(Point annotation dataset records)
>>>>>

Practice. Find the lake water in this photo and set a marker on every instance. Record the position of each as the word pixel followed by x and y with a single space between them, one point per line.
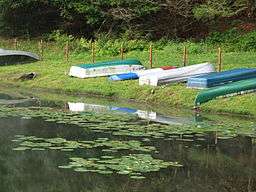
pixel 75 145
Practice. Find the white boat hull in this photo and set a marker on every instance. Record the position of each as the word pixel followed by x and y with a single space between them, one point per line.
pixel 176 75
pixel 79 72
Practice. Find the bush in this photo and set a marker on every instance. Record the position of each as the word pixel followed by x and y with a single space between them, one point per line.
pixel 247 42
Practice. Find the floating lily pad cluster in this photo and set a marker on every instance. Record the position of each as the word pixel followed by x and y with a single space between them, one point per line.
pixel 35 143
pixel 133 165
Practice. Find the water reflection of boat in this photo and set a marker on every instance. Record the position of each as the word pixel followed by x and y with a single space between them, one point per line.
pixel 147 115
pixel 16 102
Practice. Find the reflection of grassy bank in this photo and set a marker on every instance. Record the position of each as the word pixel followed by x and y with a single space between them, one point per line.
pixel 53 69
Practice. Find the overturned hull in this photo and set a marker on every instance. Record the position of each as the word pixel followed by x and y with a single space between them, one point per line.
pixel 10 57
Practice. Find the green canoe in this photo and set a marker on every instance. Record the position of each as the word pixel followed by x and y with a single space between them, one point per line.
pixel 226 90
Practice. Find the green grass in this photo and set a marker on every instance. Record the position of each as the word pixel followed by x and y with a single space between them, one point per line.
pixel 53 71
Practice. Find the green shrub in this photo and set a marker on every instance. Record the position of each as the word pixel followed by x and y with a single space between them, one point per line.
pixel 247 42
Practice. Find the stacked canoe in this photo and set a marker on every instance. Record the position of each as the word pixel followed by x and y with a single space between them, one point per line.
pixel 176 75
pixel 231 89
pixel 223 84
pixel 105 68
pixel 138 74
pixel 215 79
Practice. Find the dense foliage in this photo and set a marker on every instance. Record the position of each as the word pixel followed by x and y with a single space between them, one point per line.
pixel 131 18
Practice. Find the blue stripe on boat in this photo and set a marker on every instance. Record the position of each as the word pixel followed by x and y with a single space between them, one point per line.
pixel 124 76
pixel 215 79
pixel 111 63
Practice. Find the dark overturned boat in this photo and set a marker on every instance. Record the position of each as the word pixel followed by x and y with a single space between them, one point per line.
pixel 10 57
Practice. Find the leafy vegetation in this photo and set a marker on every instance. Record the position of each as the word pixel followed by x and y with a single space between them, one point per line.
pixel 134 19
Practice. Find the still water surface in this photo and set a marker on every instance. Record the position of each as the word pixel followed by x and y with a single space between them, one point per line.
pixel 79 146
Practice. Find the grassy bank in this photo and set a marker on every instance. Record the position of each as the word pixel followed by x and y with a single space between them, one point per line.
pixel 53 70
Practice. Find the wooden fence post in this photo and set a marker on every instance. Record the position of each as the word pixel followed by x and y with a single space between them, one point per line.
pixel 66 52
pixel 93 52
pixel 185 56
pixel 41 48
pixel 122 52
pixel 15 43
pixel 219 59
pixel 151 56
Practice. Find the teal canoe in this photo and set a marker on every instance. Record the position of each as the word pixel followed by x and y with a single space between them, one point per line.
pixel 226 90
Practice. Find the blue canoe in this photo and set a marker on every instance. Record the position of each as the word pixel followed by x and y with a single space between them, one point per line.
pixel 215 79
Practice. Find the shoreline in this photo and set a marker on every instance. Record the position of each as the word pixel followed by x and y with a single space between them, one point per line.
pixel 89 95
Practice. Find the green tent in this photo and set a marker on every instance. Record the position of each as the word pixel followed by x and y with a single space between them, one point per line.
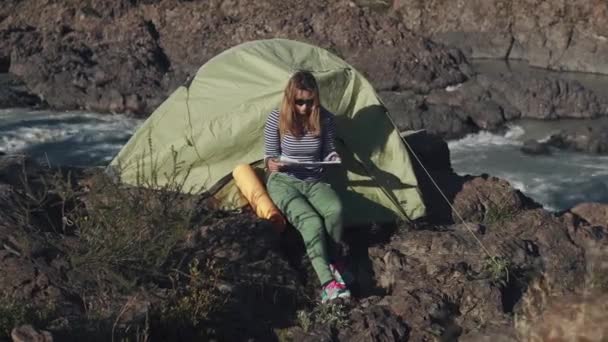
pixel 216 122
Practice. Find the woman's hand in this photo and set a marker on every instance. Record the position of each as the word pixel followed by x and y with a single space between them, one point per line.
pixel 274 165
pixel 334 156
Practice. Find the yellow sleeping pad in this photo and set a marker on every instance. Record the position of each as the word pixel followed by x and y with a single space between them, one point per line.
pixel 255 192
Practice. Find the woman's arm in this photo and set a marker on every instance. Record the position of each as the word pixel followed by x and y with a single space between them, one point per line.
pixel 272 139
pixel 328 151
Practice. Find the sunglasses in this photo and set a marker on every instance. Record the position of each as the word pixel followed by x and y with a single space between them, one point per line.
pixel 301 102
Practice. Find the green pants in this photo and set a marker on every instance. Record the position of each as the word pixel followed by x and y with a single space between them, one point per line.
pixel 315 210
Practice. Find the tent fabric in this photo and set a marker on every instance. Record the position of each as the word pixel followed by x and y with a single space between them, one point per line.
pixel 205 129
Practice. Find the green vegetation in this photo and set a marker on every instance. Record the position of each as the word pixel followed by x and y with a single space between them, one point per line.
pixel 333 314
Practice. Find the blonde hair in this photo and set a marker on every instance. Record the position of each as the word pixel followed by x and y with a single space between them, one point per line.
pixel 288 123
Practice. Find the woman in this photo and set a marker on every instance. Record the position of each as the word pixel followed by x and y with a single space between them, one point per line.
pixel 304 131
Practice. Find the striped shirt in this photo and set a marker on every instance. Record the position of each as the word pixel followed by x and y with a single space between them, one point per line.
pixel 305 148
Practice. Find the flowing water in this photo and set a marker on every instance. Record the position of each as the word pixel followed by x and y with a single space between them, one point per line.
pixel 558 181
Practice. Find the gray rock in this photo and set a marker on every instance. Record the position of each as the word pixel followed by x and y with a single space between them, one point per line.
pixel 27 333
pixel 535 148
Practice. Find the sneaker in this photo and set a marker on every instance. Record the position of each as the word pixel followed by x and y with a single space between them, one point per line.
pixel 334 290
pixel 340 273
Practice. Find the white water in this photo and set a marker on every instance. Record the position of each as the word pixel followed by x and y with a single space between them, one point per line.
pixel 558 181
pixel 72 138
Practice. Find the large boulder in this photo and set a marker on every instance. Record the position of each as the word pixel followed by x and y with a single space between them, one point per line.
pixel 128 56
pixel 568 35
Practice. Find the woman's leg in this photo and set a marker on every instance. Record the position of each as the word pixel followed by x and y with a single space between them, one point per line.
pixel 327 203
pixel 286 193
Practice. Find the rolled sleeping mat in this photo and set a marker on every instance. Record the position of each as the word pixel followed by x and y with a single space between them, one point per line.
pixel 255 192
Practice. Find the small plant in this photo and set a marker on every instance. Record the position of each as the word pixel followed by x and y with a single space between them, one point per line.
pixel 497 270
pixel 198 299
pixel 333 314
pixel 14 312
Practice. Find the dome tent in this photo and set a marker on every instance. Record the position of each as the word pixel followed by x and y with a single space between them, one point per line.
pixel 216 122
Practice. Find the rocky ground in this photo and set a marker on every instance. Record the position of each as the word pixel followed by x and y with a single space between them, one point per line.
pixel 128 56
pixel 80 260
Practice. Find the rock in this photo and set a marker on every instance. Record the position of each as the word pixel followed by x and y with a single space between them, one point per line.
pixel 545 315
pixel 27 333
pixel 484 198
pixel 593 140
pixel 568 36
pixel 594 213
pixel 534 147
pixel 543 97
pixel 103 53
pixel 430 150
pixel 411 112
pixel 375 323
pixel 13 93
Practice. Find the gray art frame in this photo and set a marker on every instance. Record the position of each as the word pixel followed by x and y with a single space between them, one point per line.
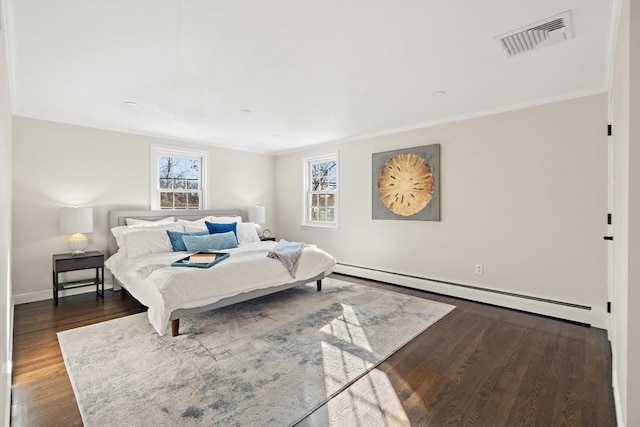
pixel 431 156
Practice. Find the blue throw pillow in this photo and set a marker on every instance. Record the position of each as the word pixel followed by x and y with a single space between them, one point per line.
pixel 210 242
pixel 216 227
pixel 176 238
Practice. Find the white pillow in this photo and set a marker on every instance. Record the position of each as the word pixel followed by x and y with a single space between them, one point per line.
pixel 247 233
pixel 144 242
pixel 119 232
pixel 225 219
pixel 134 221
pixel 196 223
pixel 190 227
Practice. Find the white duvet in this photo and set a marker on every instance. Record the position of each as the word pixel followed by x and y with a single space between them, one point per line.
pixel 162 288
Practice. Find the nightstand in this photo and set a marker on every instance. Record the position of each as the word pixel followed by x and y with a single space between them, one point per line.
pixel 67 262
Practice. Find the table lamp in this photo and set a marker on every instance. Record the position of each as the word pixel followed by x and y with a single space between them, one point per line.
pixel 76 221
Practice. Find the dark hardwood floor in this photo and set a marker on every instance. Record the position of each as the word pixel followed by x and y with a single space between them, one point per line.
pixel 479 366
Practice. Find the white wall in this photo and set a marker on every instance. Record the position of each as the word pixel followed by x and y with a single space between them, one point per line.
pixel 56 165
pixel 6 307
pixel 625 106
pixel 523 192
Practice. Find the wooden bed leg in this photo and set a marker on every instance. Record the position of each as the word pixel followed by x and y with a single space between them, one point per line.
pixel 175 326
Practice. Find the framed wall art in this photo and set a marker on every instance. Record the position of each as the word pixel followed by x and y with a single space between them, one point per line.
pixel 406 184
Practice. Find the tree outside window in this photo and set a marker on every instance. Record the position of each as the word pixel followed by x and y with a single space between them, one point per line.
pixel 322 190
pixel 178 177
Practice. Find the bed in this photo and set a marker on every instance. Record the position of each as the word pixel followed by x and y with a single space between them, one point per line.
pixel 172 293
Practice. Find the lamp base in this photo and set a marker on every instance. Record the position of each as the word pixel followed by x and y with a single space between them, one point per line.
pixel 77 244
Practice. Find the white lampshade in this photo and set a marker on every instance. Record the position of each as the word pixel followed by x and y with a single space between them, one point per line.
pixel 257 214
pixel 76 221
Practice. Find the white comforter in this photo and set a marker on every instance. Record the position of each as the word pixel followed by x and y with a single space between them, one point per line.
pixel 162 288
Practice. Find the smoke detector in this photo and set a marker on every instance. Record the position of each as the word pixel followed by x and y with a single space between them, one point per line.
pixel 543 33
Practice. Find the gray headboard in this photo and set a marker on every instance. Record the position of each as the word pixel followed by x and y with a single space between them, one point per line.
pixel 118 217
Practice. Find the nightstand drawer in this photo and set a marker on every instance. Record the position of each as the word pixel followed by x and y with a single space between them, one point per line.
pixel 80 263
pixel 68 262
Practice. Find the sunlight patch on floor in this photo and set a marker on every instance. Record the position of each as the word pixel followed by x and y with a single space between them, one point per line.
pixel 370 401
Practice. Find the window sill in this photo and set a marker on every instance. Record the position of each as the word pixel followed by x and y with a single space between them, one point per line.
pixel 319 226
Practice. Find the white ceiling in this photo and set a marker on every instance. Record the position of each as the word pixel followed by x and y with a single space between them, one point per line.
pixel 309 71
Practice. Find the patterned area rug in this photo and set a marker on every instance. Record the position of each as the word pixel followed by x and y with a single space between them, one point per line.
pixel 267 362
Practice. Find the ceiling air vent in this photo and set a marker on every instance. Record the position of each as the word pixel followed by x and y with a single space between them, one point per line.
pixel 543 33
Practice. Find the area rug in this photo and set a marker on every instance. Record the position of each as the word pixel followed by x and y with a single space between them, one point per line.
pixel 266 362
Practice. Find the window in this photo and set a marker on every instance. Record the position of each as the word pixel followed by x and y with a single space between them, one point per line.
pixel 321 191
pixel 177 178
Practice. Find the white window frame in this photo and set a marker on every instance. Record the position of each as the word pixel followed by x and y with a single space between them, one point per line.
pixel 306 191
pixel 158 150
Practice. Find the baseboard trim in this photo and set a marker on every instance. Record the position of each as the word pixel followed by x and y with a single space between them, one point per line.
pixel 593 316
pixel 616 398
pixel 48 294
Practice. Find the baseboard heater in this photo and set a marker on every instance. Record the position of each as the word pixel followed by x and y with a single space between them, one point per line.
pixel 544 306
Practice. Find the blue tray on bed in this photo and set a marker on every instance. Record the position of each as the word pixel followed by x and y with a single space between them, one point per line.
pixel 187 262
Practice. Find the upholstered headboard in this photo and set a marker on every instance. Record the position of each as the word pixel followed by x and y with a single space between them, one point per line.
pixel 118 217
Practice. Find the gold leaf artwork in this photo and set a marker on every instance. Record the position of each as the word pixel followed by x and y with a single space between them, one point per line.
pixel 405 184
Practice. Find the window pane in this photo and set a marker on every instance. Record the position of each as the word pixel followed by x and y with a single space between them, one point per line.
pixel 331 214
pixel 193 200
pixel 179 173
pixel 166 200
pixel 180 200
pixel 323 176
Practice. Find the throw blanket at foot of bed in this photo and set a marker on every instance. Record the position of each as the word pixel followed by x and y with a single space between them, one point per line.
pixel 288 253
pixel 165 289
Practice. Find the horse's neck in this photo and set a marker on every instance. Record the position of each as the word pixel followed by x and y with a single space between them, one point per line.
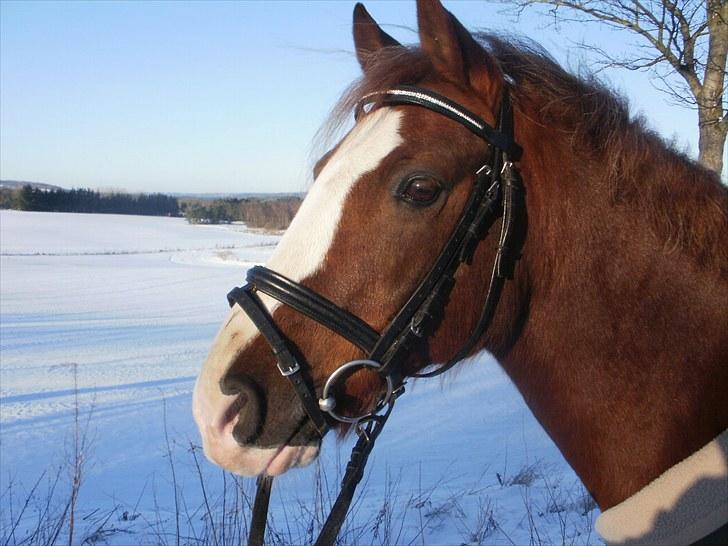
pixel 623 355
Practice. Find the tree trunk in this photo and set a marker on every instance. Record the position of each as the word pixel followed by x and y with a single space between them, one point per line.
pixel 711 142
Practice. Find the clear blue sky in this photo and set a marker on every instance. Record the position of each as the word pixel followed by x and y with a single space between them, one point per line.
pixel 212 96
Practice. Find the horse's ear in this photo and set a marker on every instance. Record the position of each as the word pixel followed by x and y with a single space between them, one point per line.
pixel 368 36
pixel 452 49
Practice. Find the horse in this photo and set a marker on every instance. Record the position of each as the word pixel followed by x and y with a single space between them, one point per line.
pixel 612 322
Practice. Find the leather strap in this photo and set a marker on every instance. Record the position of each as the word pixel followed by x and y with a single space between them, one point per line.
pixel 248 300
pixel 256 535
pixel 314 306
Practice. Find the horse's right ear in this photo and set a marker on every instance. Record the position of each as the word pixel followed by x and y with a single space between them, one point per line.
pixel 368 36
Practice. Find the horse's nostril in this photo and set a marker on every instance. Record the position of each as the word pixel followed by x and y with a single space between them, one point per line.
pixel 249 405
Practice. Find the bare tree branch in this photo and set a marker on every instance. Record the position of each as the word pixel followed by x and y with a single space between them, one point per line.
pixel 684 38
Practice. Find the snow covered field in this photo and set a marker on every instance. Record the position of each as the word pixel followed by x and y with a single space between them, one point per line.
pixel 113 315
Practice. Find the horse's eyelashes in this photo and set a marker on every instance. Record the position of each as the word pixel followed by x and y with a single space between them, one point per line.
pixel 421 190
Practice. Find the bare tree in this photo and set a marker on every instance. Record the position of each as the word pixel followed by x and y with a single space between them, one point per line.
pixel 683 43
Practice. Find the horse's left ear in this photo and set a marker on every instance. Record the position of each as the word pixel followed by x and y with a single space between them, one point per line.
pixel 368 36
pixel 453 51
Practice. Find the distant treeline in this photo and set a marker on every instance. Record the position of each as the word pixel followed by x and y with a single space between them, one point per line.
pixel 264 213
pixel 85 200
pixel 273 214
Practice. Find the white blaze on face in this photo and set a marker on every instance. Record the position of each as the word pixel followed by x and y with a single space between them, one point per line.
pixel 300 253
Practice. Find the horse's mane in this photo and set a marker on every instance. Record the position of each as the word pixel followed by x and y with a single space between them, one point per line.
pixel 685 204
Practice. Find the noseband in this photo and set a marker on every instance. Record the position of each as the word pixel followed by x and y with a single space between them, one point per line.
pixel 495 194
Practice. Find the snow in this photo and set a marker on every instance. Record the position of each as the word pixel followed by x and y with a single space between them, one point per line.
pixel 111 316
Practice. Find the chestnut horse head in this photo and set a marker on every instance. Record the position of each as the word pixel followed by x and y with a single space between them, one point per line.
pixel 615 324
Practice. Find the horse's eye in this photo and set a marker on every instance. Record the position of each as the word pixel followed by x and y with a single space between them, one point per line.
pixel 421 190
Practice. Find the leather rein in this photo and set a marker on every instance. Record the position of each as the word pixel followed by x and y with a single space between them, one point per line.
pixel 495 194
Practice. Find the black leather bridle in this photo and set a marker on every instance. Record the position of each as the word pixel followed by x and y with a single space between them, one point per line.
pixel 495 194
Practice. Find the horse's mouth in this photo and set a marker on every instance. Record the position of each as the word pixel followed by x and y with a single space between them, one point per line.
pixel 221 447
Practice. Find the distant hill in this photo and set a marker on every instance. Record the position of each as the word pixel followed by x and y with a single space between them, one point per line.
pixel 13 184
pixel 255 195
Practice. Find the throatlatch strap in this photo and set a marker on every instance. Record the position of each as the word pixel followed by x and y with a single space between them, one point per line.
pixel 256 536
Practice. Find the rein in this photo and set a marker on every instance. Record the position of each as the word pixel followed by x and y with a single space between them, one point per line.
pixel 495 194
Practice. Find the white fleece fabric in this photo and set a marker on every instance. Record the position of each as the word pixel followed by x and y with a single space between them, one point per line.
pixel 683 505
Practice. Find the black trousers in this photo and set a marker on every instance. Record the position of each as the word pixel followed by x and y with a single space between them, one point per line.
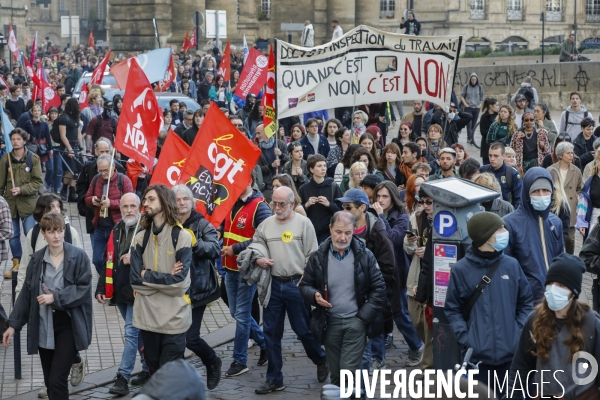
pixel 160 348
pixel 195 343
pixel 56 364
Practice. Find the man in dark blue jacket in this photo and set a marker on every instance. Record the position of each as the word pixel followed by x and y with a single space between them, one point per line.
pixel 491 327
pixel 534 247
pixel 509 178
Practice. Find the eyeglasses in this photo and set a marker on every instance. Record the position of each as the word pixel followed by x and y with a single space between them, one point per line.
pixel 280 204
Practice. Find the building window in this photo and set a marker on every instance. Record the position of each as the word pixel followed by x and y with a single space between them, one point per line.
pixel 265 7
pixel 387 9
pixel 592 10
pixel 100 9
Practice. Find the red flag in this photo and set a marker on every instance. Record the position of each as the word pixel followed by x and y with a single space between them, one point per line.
pixel 91 40
pixel 270 117
pixel 218 166
pixel 225 65
pixel 98 73
pixel 194 39
pixel 12 43
pixel 141 119
pixel 169 78
pixel 186 43
pixel 171 161
pixel 83 101
pixel 254 74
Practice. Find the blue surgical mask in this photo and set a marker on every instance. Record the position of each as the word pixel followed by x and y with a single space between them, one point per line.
pixel 557 297
pixel 501 241
pixel 541 203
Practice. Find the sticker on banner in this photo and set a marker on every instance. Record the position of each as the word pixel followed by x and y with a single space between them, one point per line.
pixel 445 224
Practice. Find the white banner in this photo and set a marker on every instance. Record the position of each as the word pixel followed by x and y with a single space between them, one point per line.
pixel 365 66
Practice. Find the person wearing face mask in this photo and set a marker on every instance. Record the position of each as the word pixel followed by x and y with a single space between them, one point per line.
pixel 486 319
pixel 536 234
pixel 560 327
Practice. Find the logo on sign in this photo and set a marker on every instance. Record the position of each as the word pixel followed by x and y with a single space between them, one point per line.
pixel 445 224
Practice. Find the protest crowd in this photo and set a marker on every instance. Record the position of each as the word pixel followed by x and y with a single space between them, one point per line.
pixel 331 228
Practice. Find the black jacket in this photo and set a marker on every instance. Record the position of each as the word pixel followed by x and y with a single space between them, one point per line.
pixel 318 214
pixel 204 255
pixel 122 290
pixel 89 170
pixel 75 298
pixel 369 285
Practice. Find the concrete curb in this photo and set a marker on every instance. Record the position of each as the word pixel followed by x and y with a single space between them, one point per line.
pixel 104 377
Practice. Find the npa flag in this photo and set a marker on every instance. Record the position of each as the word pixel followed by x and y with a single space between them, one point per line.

<<<<<

WORK TO DO
Reproduce the lines of the material above verbatim, from the line containing "Practice. Find the woman's hand" through the line containing "pixel 334 156", both included.

SOLUTION FOR THIS TASK
Practice. Find the woman's hand in this photo and set a marker on every instance. Record the position of each as the word pixel followed by x and y with a single space between them, one point per line.
pixel 274 165
pixel 334 156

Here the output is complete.